◆ **The exercise**: Skip all pictures; return exactly the lines from the one containing "Task: set one pin on each instance of the philippine" through the end of the data.

##### Dataset records #####

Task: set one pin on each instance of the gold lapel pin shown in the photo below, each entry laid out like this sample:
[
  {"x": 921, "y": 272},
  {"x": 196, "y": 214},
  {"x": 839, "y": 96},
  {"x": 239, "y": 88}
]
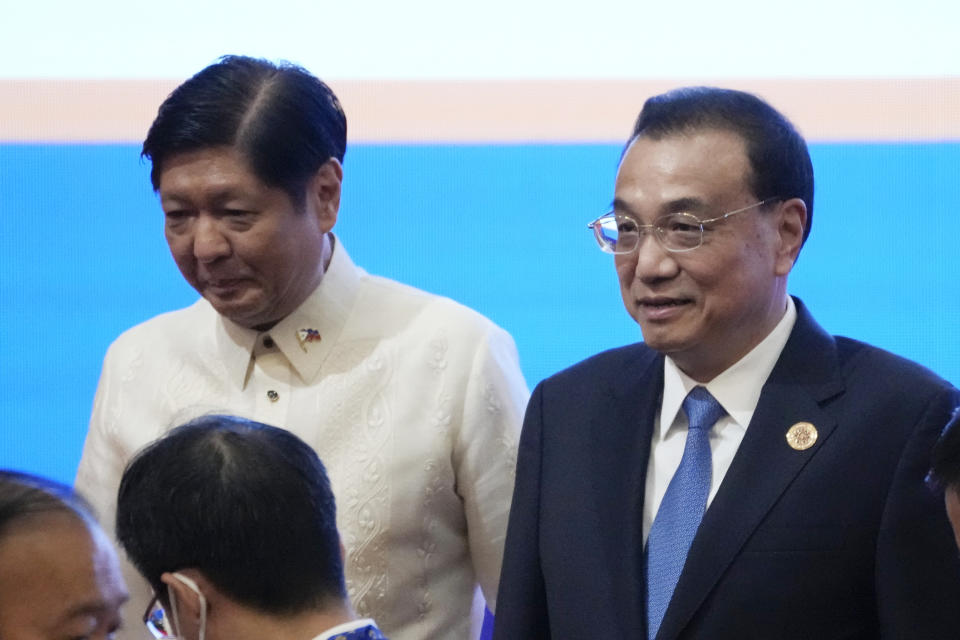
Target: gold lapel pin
[
  {"x": 308, "y": 335},
  {"x": 801, "y": 436}
]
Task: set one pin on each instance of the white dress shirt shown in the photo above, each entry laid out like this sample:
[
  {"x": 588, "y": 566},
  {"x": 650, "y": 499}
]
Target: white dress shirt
[
  {"x": 413, "y": 402},
  {"x": 737, "y": 390}
]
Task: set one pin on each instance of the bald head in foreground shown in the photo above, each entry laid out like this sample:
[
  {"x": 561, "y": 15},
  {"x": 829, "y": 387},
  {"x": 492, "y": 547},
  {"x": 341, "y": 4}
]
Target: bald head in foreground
[{"x": 59, "y": 574}]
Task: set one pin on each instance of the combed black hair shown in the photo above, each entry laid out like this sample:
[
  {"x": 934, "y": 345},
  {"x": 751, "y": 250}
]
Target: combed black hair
[
  {"x": 247, "y": 504},
  {"x": 778, "y": 154},
  {"x": 284, "y": 121},
  {"x": 945, "y": 469},
  {"x": 24, "y": 494}
]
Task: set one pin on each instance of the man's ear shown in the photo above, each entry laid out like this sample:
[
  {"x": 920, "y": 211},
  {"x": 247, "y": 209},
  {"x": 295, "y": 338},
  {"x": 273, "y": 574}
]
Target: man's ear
[
  {"x": 323, "y": 193},
  {"x": 188, "y": 602},
  {"x": 791, "y": 221}
]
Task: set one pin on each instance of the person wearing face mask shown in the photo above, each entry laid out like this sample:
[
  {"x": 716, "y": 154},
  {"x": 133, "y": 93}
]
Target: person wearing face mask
[
  {"x": 233, "y": 524},
  {"x": 59, "y": 575}
]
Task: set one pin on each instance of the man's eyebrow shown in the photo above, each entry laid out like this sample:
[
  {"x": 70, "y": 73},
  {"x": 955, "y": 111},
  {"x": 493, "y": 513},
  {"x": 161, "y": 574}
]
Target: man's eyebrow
[
  {"x": 94, "y": 607},
  {"x": 686, "y": 205},
  {"x": 217, "y": 197}
]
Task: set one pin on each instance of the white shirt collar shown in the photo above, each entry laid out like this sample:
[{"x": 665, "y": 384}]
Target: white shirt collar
[
  {"x": 737, "y": 389},
  {"x": 345, "y": 627},
  {"x": 324, "y": 311}
]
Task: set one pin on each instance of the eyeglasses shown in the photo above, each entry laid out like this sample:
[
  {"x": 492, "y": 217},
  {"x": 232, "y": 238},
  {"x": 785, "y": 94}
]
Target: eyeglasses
[
  {"x": 676, "y": 232},
  {"x": 155, "y": 619}
]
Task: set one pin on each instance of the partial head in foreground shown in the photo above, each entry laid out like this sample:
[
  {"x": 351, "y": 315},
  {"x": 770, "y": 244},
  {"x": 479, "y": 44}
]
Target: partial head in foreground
[
  {"x": 241, "y": 509},
  {"x": 712, "y": 205},
  {"x": 247, "y": 160},
  {"x": 59, "y": 574},
  {"x": 945, "y": 471}
]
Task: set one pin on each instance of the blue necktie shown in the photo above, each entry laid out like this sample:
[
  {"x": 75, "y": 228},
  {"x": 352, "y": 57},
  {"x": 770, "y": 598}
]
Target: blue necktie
[{"x": 682, "y": 508}]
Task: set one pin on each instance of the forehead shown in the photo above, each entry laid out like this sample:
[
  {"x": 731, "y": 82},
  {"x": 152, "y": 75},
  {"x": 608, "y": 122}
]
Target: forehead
[
  {"x": 209, "y": 170},
  {"x": 708, "y": 165},
  {"x": 56, "y": 564}
]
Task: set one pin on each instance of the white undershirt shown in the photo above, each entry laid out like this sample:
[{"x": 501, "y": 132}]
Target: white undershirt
[{"x": 737, "y": 390}]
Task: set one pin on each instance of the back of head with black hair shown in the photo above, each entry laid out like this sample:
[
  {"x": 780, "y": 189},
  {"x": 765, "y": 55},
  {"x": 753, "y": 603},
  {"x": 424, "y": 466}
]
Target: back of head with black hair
[
  {"x": 23, "y": 495},
  {"x": 248, "y": 505},
  {"x": 945, "y": 469},
  {"x": 778, "y": 154},
  {"x": 282, "y": 119}
]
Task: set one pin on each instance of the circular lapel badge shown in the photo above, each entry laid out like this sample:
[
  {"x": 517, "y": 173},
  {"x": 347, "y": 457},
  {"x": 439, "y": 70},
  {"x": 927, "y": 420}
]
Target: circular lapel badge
[{"x": 801, "y": 436}]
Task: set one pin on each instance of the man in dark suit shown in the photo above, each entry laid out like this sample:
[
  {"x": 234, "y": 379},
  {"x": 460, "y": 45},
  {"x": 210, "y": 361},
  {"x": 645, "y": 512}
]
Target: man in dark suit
[{"x": 741, "y": 474}]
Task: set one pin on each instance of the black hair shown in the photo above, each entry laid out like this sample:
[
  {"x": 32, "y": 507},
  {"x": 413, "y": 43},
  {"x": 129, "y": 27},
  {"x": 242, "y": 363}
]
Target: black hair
[
  {"x": 778, "y": 155},
  {"x": 284, "y": 121},
  {"x": 945, "y": 469},
  {"x": 23, "y": 495},
  {"x": 247, "y": 504}
]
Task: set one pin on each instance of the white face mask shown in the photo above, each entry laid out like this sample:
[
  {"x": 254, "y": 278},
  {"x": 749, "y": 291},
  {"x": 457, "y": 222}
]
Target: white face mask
[{"x": 173, "y": 606}]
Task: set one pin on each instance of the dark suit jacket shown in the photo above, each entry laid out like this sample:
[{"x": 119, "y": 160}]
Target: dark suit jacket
[{"x": 842, "y": 540}]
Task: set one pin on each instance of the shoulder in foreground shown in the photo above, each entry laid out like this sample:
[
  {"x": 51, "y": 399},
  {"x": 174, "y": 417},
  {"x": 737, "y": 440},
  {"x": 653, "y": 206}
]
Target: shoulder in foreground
[{"x": 886, "y": 369}]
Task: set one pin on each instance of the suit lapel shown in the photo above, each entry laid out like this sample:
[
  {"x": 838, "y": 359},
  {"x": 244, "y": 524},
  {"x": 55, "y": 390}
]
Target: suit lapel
[
  {"x": 806, "y": 374},
  {"x": 620, "y": 435}
]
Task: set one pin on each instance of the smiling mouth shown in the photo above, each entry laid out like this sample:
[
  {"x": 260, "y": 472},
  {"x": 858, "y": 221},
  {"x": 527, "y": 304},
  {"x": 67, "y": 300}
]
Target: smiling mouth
[{"x": 662, "y": 303}]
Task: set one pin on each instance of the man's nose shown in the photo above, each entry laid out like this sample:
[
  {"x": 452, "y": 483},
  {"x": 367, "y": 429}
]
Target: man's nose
[
  {"x": 209, "y": 243},
  {"x": 654, "y": 262}
]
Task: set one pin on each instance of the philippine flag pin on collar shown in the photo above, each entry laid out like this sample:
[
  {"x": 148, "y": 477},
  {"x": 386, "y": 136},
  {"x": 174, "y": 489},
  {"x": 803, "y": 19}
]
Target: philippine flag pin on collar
[{"x": 305, "y": 336}]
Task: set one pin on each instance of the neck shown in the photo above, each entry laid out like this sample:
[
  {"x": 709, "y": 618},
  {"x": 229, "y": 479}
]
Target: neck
[{"x": 245, "y": 624}]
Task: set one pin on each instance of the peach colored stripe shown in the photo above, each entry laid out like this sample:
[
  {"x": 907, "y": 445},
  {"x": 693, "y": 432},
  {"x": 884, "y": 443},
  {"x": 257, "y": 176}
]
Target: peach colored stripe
[{"x": 924, "y": 109}]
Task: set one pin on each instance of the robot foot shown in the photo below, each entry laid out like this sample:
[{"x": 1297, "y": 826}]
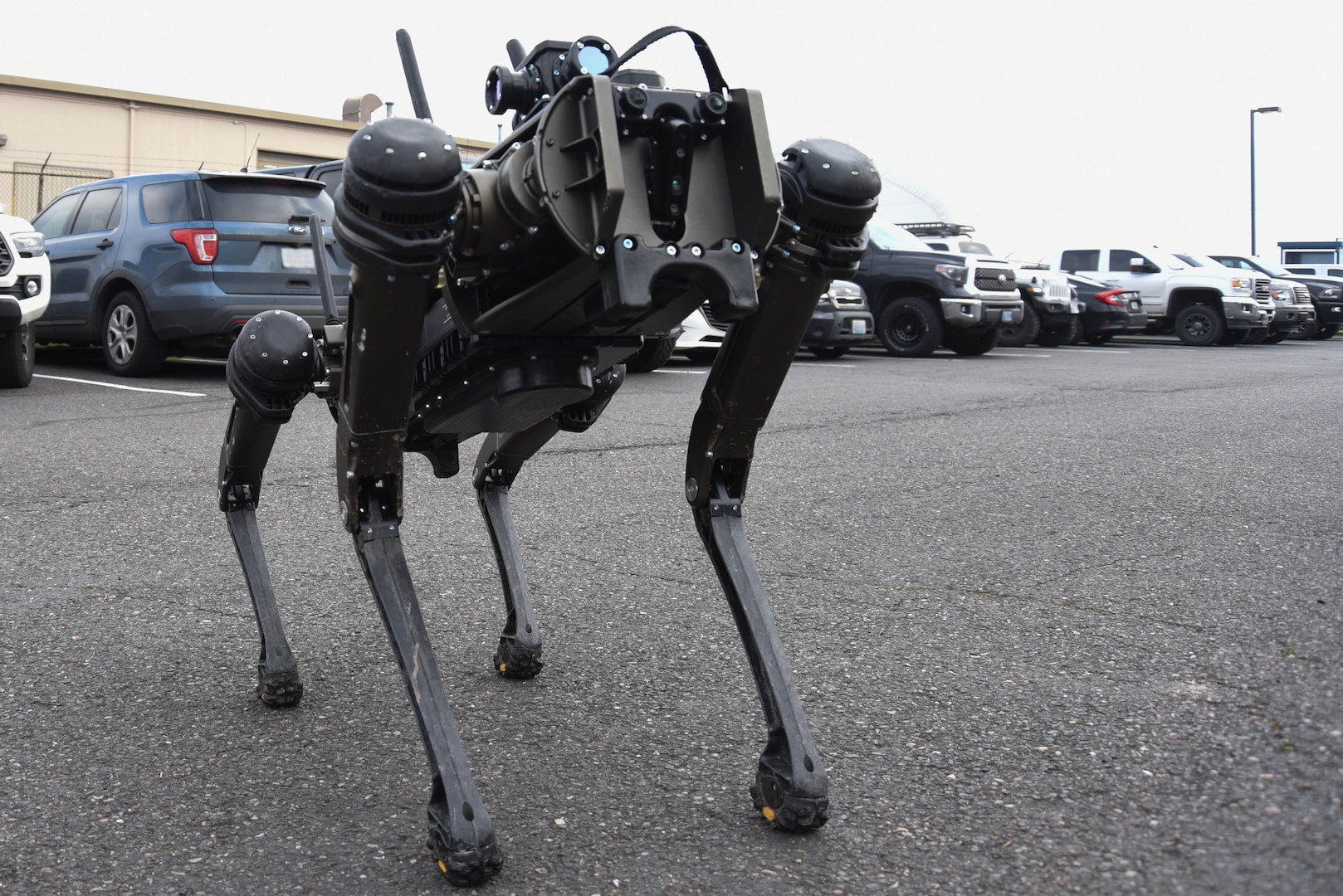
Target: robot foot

#####

◆ **In response**:
Task: set one pin on each instance of the philippine flag pin on collar shown in the photo above, each entry laid out like this sample:
[
  {"x": 148, "y": 477},
  {"x": 386, "y": 136},
  {"x": 174, "y": 489},
  {"x": 803, "y": 19}
]
Target: philippine flag pin on collar
[{"x": 305, "y": 336}]
Task: set one pin on each instance of the neck shown in the photo above, each entry laid out like this sample:
[
  {"x": 709, "y": 618},
  {"x": 229, "y": 479}
]
Target: neck
[{"x": 245, "y": 624}]
Task: set one pin on each instance of the peach colored stripe shown in the photo above, each entry laid out like this sample:
[
  {"x": 907, "y": 445},
  {"x": 693, "y": 432},
  {"x": 884, "y": 443},
  {"x": 257, "y": 176}
]
Target: peach colored stripe
[{"x": 924, "y": 109}]
Task: set one pin on each instance of the robot foot shown in the photo below, each entry laid out like this sample:
[{"x": 1297, "y": 826}]
Target: robot foot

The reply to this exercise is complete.